▸ Provided passage:

That Haley can trace his ancestral line to what is now Africa’s smallest country (At 10,000 square kilometers, The Gambia is smaller than Connecticut) is not unusual. According to Wikipedia:
As many as 3 million slaves may have been taken from the [Senegambia] region during the three centuries that the transatlantic slave trade operated.
If accurate, that would mean thirty Africans were abducted from Senegambia a day, every day, for three hundred years.
Franklin Delano Roosevelt became the first American President to visit Africa when he spent the night in The Gambia en route to the Casablanca Conference in 1943.
The Gambia achieved independence from Great Britain on February 18, 1965.
For the first 15 years of its independence The Gambia enjoyed its reputation as a model multi-party democracy for African nations. An unsuccessful but bloody attempted coup in 1981 dented that reputation. The country’s President Dawda Jawara was in England attending the marriage of Prince Charles and Princess Diana when his government was nearly ousted from power. He maintained control via an agreement with Senegal to back his government with military force.
A second coup, in July 1994 was successful, ending Jawara’s near 30-year reign. The head lieutenant of the coup and Gambia’s future leader, Yahya Jammeh, had not been born when Jawara first became Prime Minister.

▸ Extracted material:
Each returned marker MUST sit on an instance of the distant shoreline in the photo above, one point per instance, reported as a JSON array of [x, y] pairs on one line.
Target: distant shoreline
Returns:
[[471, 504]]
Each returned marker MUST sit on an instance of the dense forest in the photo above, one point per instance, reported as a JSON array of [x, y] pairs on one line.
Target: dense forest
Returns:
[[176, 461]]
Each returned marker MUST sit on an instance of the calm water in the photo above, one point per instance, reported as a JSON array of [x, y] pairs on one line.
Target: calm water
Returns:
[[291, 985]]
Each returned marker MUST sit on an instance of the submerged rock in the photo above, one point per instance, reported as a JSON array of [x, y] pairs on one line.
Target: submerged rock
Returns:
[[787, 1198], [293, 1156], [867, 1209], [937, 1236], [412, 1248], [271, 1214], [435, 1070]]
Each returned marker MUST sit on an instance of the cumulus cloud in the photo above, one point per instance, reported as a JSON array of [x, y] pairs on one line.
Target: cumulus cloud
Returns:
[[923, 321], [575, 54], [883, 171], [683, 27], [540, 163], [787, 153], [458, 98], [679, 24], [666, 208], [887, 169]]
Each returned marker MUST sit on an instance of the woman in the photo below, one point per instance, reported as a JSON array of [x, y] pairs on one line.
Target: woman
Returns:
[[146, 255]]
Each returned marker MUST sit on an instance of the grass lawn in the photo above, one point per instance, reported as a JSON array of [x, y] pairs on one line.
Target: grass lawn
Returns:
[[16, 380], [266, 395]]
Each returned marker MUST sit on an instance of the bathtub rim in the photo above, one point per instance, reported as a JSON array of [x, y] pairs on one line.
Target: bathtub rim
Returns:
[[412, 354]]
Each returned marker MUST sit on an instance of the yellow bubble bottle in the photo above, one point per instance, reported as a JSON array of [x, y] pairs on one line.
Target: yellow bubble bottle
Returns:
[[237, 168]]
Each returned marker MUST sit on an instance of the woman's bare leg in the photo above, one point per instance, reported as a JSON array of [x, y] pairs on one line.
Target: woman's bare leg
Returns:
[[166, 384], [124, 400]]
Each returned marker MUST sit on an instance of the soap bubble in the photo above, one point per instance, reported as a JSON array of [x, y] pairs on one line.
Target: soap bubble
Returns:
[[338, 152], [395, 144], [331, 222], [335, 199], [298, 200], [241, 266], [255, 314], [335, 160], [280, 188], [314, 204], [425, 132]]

▸ Work instructions:
Resume the passage above on The Gambia's history, starting right after its last sentence.

▸ Exercise response:
Although it’s not all that happy. The newborn nation is still in the throes of economic devastation and ethnic violence. Nor do we know yet if February 17 will continue to be celebrated as the young nation’s independence holiday. Or for that matter, if Kosovo actually is independent.
The State Assembly in Kosovo’s capitol of Pristina declared its independence from Serbia on February 17, 2008. Since that time over 50 countries have recognized the world’s youngest nation’s independence. However, Serbia is not one of those countries.
According to Serbian President Boris Tadic, February 17 is “just a date when an illegal act was enacted, when Pristina proclaimed Kosovo a so-called state.”
Tensions between the ethnic groups that make up the Balkans and the former Republic of Yugoslavia were subdued under the leadership of Josip Tito, who ruled the amalgamation of states for over 30 years after World War II. The states that made up Yugoslavia were: Bosnia and Herzegovenia, Slovenia, Macedonia, Croatia, Montenegro, and Serbia, of which Kosovo was an autonomous province. Tito’s government stressed “Unity in Brotherhood”, the idea that Yugoslavia’s people were essentially one, but had been divided by foreign occupiers over previous generations.
That idea didn’t fly after Tito’s death in 1980. Ethnic nationalism rose and in 1991 and 1992, most states seceded from Yugoslavia (literally, “South Slavs” land) leaving Serbia and Montenegro the sole members of the former republic.
Smaller than Connecticut, Kosovo is home to over 2 million people, 90% of them ethnic Albanians, with the remainder mostly Serbs. Kosovo first declared independence in 1991, but the movement was put down by Serbian leaders like Slobodan Milosevic.
War ravaged the Balkans throughout the 1990s. The Kosovo War of 1998-1999 left between 5,000 and 10,000 people dead, and culminated with the controversial NATO bombing of Yugoslavia. The state was governed by the UN between 1999 and 2008.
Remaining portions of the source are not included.